**SUPPLIED TEXT**
BEGIN
BAGHDAD - The United Nations warned Saturday that Shiite Turkmen residents of an Iraqi town besieged by militants since June risk -massacre- if urgent action is not taken to rescue them.

The town of Amerli, in Salaheddin province north of Baghdad, has been entirely cut off from the rest of government-held territory since fighters spearheaded by the Islamic State (IS) swept through much of the rest of the province in a lightning offensive in early June.

-The situation of the people in Amerli is desperate and demands immediate action to prevent the possible massacre of its citizens,- UN Iraq envoy Nickolay Mladenov said in a statement. -I urge the Iraqi government to do all it can to relieve the siege and to ensure that the residents receive lifesaving humanitarian assistance or are evacuated in a dignified manner,- he said.

-Iraq’s allies and the international community should work with the authorities to prevent a human rights tragedy.- The Shiite faith of the majority of Amerli’s 20,000 residents is anathema to the Sunni extremists of IS. Prime minister designate Haidar al-Abadi promised aid for the town on Saturday, calling for the provision of -all types of military and logistical support for Amerli.- His comments came after Iraq’s most powerful Shiite cleric, Grand Ayatollah Ali al-Sistani, who is revered by millions, sought on Friday to bring attention to Amerli’s plight. -Amerli suffers from a tight blockade in place for two months,- and has been defended by -heroic men with limited weapons and ammunition and a severe shortage of food items,- Sistani said in remarks read on his behalf.

Moreover, A suicide bomber blew up a vehicle packed with explosives at the interior ministry’s intelligence headquarters in central Baghdad on Saturday, killing at least 17 people, security officials said.

Car bombs kills 21: Three near-simultaneous car bombs exploded in the northern Iraqi city of Kirkuk on Saturday, killing 21 people and wounding 118, a senior police officer and a doctor said.

Two of the bombs exploded near buildings under construction that were used as observation positions by security forces, while the third struck the entrance to a market.

The bombings come as Iraqi federal and Kurdish security forces battle a jihadist-led militant offensive that was launched in June and has overrun large areas of five provinces.

In the early days of the onslaught, Iraqi soldiers left their positions in oil-rich Kirkuk province, the capital of which is the city of the same name.

This cleared the way for Kurdish forces to take control of it and other disputed northern areas that they have long wanted to incorporate into their autonomous region, over the strong objection of Baghdad.
END
**SOURCE DATA**
BEGIN
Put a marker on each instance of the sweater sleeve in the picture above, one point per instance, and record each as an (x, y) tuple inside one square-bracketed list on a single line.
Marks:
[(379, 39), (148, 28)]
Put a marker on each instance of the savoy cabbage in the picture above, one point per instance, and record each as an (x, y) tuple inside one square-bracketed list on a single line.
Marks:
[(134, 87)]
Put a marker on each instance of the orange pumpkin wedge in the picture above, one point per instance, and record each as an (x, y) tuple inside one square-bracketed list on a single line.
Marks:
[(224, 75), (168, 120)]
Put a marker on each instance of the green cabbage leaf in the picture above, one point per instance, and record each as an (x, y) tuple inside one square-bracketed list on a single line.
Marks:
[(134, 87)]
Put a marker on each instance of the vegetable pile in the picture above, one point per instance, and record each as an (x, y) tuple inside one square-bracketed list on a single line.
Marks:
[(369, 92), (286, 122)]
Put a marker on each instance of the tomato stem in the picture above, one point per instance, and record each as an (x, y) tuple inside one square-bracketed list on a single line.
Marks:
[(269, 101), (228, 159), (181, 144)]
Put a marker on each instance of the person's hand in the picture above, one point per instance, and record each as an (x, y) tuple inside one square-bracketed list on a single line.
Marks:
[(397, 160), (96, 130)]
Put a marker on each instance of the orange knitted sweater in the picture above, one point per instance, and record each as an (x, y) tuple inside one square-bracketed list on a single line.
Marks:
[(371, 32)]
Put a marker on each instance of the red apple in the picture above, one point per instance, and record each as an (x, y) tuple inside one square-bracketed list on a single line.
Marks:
END
**QUESTIONS ON THE MATERIAL**
A. In the news report on Iraq, how many people were wounded by the three car bombs in Kirkuk?
B. Using the news report on Iraq, explain how Kurdish forces came to take control of Kirkuk and other disputed northern areas.

**SET OF ANSWERS**
A. 118 people were wounded.

B. In the early days of the militant offensive, Iraqi soldiers left their positions in Kirkuk province. This cleared the way for Kurdish forces to take control of the province and other disputed northern areas that they had long wanted to add to their autonomous region.